» **Your assignment**
Scan the records below for the line with "form: [152, 94]." and the line with "form: [155, 141].". Repeat those two lines and every line between them exactly, and nothing else.

» **Stored data**
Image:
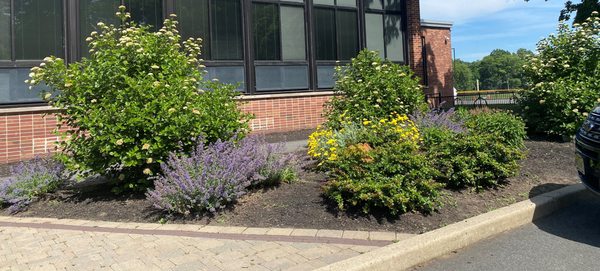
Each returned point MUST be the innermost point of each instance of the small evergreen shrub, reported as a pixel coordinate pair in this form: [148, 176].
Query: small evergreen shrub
[139, 96]
[30, 180]
[214, 175]
[372, 88]
[564, 79]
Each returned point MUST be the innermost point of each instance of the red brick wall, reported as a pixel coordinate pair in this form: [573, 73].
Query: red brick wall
[26, 134]
[438, 42]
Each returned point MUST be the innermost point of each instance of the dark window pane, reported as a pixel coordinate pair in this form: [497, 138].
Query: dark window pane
[281, 77]
[90, 13]
[347, 32]
[394, 38]
[230, 75]
[5, 29]
[292, 33]
[374, 27]
[38, 29]
[325, 76]
[148, 12]
[395, 5]
[347, 3]
[226, 32]
[193, 21]
[266, 31]
[13, 88]
[325, 34]
[373, 4]
[324, 2]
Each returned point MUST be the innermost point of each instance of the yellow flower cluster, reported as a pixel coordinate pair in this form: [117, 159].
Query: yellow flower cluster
[325, 144]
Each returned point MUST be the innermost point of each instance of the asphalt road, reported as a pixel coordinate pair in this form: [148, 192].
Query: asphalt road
[567, 240]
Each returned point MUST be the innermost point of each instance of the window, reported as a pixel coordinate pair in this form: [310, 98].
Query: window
[279, 41]
[38, 26]
[384, 28]
[90, 13]
[217, 22]
[336, 37]
[35, 29]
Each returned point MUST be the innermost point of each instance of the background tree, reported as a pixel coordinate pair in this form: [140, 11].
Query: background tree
[582, 10]
[464, 78]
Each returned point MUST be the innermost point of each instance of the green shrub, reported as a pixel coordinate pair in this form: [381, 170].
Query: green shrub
[471, 160]
[371, 88]
[564, 80]
[483, 156]
[508, 128]
[139, 96]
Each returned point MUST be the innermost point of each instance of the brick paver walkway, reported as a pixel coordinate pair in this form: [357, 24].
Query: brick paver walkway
[52, 244]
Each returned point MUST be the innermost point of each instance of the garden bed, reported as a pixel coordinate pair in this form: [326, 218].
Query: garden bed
[549, 166]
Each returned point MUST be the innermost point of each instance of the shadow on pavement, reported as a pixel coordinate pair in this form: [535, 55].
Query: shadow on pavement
[578, 222]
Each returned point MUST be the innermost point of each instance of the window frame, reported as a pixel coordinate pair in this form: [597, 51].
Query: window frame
[72, 39]
[13, 63]
[404, 27]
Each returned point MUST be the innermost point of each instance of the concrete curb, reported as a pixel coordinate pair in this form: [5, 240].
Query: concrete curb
[428, 246]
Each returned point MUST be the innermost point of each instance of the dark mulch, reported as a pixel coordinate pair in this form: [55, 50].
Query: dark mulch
[549, 166]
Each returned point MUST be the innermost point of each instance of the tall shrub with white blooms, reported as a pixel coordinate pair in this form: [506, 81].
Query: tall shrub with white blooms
[139, 96]
[564, 79]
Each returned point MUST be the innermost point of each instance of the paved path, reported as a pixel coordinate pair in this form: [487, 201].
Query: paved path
[568, 240]
[53, 244]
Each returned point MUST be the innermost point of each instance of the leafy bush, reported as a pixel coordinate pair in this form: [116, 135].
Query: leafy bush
[483, 156]
[564, 79]
[375, 164]
[371, 88]
[471, 160]
[216, 174]
[30, 180]
[137, 97]
[506, 127]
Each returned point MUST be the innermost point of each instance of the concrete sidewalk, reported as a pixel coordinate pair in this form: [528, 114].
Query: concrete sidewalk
[62, 244]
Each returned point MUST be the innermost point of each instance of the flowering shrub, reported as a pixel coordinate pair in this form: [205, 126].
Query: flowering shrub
[371, 88]
[375, 164]
[216, 174]
[137, 97]
[29, 180]
[325, 143]
[564, 79]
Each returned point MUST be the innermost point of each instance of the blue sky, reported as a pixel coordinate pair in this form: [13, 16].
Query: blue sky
[481, 26]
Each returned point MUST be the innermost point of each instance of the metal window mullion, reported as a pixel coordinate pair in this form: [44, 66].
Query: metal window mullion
[310, 45]
[13, 51]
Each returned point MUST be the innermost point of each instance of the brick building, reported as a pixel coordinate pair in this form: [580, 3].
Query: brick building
[286, 73]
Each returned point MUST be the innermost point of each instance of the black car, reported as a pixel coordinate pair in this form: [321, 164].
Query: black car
[587, 144]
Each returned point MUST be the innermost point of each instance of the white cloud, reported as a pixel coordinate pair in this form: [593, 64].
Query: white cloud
[459, 11]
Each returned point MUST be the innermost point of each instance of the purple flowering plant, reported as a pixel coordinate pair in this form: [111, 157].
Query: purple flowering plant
[29, 180]
[214, 175]
[438, 118]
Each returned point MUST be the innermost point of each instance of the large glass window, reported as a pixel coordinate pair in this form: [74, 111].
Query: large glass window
[90, 13]
[384, 28]
[5, 46]
[38, 29]
[279, 41]
[217, 22]
[148, 12]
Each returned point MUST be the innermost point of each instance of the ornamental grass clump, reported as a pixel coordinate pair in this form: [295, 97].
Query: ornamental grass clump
[30, 180]
[138, 96]
[214, 175]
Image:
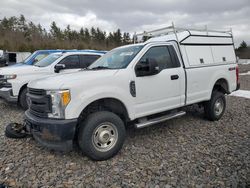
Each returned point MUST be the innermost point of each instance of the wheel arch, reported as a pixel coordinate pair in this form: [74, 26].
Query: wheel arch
[221, 85]
[108, 104]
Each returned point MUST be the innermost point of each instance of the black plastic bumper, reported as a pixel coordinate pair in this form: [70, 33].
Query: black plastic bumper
[52, 133]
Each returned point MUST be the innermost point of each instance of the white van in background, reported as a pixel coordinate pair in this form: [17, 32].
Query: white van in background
[14, 79]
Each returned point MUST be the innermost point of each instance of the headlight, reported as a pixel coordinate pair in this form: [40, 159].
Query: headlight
[59, 101]
[9, 77]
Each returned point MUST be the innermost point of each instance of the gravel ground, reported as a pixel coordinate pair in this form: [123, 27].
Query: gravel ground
[185, 152]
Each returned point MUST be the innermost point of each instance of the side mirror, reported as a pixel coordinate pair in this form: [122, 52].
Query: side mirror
[147, 68]
[59, 67]
[35, 60]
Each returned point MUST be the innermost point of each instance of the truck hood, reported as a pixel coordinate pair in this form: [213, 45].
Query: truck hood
[25, 69]
[69, 80]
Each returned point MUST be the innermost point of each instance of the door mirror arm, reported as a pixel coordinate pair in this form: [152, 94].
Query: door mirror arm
[147, 68]
[59, 67]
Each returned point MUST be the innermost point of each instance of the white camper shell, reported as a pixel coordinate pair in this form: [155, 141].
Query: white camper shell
[198, 47]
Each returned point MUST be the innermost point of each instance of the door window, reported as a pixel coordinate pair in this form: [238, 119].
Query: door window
[71, 62]
[40, 57]
[162, 56]
[87, 60]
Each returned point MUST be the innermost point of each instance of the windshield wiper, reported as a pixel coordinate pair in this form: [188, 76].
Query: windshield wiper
[99, 68]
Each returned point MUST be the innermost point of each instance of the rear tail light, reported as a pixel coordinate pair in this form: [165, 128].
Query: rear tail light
[237, 74]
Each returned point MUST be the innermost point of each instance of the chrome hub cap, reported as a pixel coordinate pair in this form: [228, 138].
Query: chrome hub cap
[218, 107]
[105, 137]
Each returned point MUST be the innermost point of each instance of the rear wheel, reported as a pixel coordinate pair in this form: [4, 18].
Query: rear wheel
[215, 108]
[23, 99]
[101, 135]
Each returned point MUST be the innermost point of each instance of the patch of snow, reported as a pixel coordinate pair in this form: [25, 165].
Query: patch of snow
[244, 61]
[241, 93]
[244, 74]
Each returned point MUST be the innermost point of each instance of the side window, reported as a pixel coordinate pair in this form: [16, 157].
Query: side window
[71, 62]
[161, 55]
[87, 60]
[40, 57]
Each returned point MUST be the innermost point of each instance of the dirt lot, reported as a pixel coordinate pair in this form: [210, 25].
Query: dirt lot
[185, 152]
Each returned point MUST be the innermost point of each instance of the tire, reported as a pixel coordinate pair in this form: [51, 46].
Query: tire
[11, 133]
[215, 108]
[101, 135]
[23, 99]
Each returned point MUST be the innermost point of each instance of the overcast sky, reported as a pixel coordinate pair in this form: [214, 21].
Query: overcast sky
[135, 15]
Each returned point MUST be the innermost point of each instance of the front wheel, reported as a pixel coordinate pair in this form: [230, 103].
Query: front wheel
[215, 108]
[101, 135]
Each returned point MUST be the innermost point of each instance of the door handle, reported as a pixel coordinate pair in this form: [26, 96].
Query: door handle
[174, 77]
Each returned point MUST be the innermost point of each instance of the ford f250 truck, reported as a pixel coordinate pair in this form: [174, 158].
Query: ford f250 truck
[14, 79]
[142, 84]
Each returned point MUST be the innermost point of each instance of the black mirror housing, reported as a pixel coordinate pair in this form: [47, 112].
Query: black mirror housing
[59, 67]
[147, 68]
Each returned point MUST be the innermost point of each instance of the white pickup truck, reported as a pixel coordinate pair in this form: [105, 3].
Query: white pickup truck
[14, 79]
[143, 84]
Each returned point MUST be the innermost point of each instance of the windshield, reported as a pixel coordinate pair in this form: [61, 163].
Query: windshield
[29, 58]
[47, 60]
[117, 59]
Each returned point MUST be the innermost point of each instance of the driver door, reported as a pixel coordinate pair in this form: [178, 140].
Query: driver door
[162, 91]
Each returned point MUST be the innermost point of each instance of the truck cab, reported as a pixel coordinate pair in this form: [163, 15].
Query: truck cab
[142, 84]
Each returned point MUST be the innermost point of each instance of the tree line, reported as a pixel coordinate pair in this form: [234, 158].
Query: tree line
[18, 34]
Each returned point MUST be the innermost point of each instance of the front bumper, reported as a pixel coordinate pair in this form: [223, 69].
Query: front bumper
[238, 86]
[6, 93]
[52, 133]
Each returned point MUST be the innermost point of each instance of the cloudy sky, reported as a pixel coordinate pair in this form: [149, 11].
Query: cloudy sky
[135, 15]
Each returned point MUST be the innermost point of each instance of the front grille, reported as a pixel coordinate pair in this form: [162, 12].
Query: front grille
[39, 102]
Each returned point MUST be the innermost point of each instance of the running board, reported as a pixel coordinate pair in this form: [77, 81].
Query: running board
[159, 119]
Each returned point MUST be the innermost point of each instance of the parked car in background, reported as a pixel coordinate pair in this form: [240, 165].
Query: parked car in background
[143, 84]
[15, 57]
[40, 54]
[14, 79]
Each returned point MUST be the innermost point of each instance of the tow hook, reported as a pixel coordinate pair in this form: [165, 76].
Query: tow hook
[16, 131]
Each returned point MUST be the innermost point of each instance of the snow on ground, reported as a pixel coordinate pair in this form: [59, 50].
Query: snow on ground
[241, 93]
[244, 74]
[244, 61]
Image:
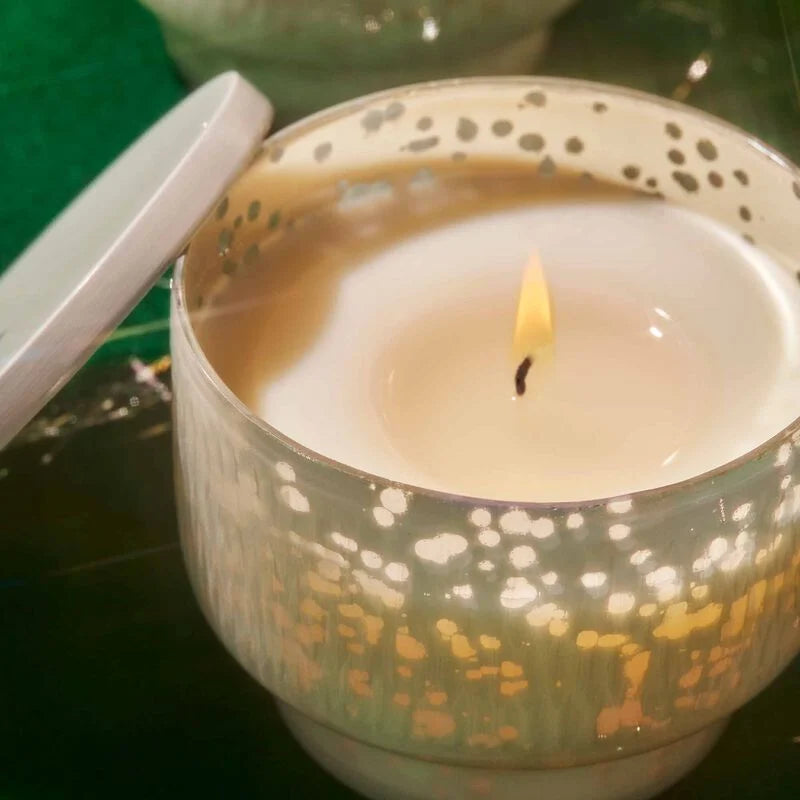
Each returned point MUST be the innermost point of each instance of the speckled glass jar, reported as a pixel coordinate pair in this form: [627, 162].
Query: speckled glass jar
[307, 55]
[607, 668]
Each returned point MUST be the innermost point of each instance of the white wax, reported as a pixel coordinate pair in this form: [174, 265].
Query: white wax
[677, 349]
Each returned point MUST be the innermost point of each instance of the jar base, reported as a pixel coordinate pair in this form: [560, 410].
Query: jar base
[384, 775]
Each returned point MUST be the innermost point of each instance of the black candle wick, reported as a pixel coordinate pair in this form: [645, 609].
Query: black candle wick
[521, 374]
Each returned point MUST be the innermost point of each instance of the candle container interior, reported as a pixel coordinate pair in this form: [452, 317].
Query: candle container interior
[411, 653]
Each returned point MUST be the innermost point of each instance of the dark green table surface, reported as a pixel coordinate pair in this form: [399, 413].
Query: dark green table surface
[111, 684]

» **Problem solution**
Each returned point MUST be the innermost point of each instance of the door mirror arm, reported as a pixel coordinate pair in this form: [152, 94].
Query: door mirror arm
[147, 68]
[59, 67]
Each returned point MUST be the innermost point of each instance of the white camper shell, reported as a pixel coordinate pair in this form: [155, 141].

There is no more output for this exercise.